**Text:**
Psalm 68- the Lonely (leaders?)

Politician giving speech


May God arise, may his enemies be scattered;
may his foes flee before him.
May you blow them away like smoke—
as wax melts before the fire,
may the wicked perish before God.
But may the righteous be glad
and rejoice before God;
may they be happy and joyful.

Sing to God, sing in praise of his name,
extol him who rides on the clouds[b];
rejoice before him—his name is the Lord.
A father to the fatherless, a defender of widows,
is God in his holy dwelling.
God sets the lonely in families,[c]
he leads out the prisoners with singing;
but the rebellious live in a sun-scorched land.

When you, God, went out before your people,
when you marched through the wilderness,[d]
the earth shook, the heavens poured down rain,
before God, the One of Sinai,
before God, the God of Israel.
You gave abundant showers, O God;
you refreshed your weary inheritance.

**Information provided:**
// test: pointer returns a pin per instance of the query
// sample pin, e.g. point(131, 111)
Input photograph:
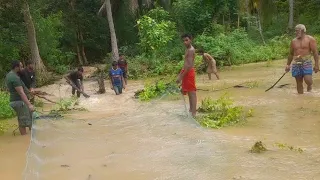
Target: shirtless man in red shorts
point(187, 75)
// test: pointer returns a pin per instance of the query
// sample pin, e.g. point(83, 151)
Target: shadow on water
point(121, 138)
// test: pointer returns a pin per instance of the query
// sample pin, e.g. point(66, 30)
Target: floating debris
point(289, 147)
point(258, 147)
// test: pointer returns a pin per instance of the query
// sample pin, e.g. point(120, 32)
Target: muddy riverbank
point(130, 140)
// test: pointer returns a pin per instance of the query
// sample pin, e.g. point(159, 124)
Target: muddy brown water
point(152, 141)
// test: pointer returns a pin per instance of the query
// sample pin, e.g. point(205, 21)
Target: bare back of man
point(187, 74)
point(301, 50)
point(212, 65)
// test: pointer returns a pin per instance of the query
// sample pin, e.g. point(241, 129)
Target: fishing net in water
point(155, 140)
point(111, 147)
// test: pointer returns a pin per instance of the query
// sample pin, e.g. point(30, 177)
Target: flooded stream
point(123, 139)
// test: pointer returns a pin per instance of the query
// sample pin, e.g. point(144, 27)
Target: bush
point(221, 112)
point(5, 110)
point(237, 48)
point(155, 34)
point(142, 66)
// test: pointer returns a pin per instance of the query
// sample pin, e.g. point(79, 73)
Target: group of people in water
point(21, 81)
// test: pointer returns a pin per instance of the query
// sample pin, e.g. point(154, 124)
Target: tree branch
point(102, 8)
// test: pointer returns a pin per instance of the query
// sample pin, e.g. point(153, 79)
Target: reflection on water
point(122, 139)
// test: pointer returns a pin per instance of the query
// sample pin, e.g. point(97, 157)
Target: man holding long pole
point(301, 50)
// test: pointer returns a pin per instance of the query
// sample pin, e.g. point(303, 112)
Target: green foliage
point(5, 110)
point(49, 33)
point(5, 125)
point(237, 48)
point(38, 103)
point(155, 34)
point(143, 67)
point(68, 104)
point(221, 112)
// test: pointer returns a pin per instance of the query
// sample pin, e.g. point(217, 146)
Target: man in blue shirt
point(116, 78)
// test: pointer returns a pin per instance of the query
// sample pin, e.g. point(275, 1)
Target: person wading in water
point(19, 98)
point(187, 75)
point(300, 53)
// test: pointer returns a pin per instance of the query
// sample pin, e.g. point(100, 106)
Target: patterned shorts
point(23, 113)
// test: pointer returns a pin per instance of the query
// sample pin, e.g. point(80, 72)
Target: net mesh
point(124, 139)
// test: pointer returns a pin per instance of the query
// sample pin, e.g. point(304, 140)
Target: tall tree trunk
point(114, 45)
point(260, 27)
point(32, 40)
point(290, 24)
point(79, 54)
point(102, 88)
point(82, 49)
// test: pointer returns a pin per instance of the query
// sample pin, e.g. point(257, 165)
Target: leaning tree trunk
point(114, 45)
point(32, 40)
point(290, 24)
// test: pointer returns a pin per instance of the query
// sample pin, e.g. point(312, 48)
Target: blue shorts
point(301, 69)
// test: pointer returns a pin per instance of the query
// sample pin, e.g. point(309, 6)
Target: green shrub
point(221, 112)
point(5, 110)
point(143, 67)
point(237, 48)
point(154, 34)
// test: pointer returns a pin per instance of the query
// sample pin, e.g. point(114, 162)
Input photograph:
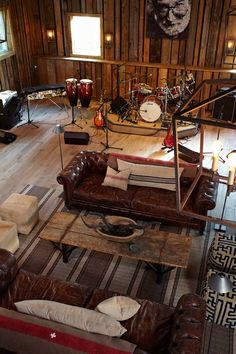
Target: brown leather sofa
point(82, 183)
point(156, 328)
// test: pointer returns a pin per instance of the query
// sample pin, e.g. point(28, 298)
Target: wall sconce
point(230, 38)
point(51, 35)
point(108, 40)
point(230, 46)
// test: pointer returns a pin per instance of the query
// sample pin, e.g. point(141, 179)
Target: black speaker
point(6, 137)
point(76, 138)
point(225, 107)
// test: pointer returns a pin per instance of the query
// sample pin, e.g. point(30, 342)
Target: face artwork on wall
point(168, 18)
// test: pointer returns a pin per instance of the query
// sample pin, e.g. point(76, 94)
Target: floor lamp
point(58, 130)
point(220, 284)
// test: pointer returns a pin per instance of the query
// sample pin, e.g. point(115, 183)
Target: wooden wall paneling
point(193, 30)
point(117, 30)
point(51, 72)
point(108, 26)
point(133, 30)
point(205, 32)
point(182, 53)
point(59, 27)
point(4, 81)
point(221, 42)
point(124, 30)
point(166, 51)
point(60, 71)
point(214, 30)
point(174, 56)
point(141, 29)
point(197, 42)
point(10, 74)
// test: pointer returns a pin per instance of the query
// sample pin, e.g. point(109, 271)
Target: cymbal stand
point(165, 116)
point(106, 144)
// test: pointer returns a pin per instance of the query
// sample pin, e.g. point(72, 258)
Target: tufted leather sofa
point(156, 328)
point(82, 183)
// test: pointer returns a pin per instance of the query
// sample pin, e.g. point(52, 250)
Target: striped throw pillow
point(150, 175)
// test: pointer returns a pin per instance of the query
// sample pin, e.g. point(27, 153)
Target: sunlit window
point(86, 33)
point(6, 46)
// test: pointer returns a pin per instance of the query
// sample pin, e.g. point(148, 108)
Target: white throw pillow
point(150, 175)
point(120, 308)
point(78, 317)
point(117, 179)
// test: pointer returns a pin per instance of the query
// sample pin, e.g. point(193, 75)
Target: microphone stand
point(106, 144)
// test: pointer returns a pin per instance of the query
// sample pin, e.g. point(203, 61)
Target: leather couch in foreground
point(82, 182)
point(155, 328)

**Task list:**
**1)** Summarize the Psalm 68 passage in two sentences.
**2)** In the Psalm 68 passage, where do the rebellious live?
**3)** Transcribe the Psalm 68 passage starting at "But may the" and ending at "name is the Lord.".
The records play no part in what comes next.

**The solutions:**
**1)** The passage asks that God's enemies be scattered and the wicked perish while the righteous rejoice, and it calls for singing in praise of God's name. It describes God as a father to the fatherless who sets the lonely in families, and it recalls how the earth shook and the heavens poured down rain when God marched through the wilderness before his people.

**2)** In a sun-scorched land.

**3)**
But may the righteous be glad
and rejoice before God;
may they be happy and joyful.

Sing to God, sing in praise of his name,
extol him who rides on the clouds[b];
rejoice before him—his name is the Lord.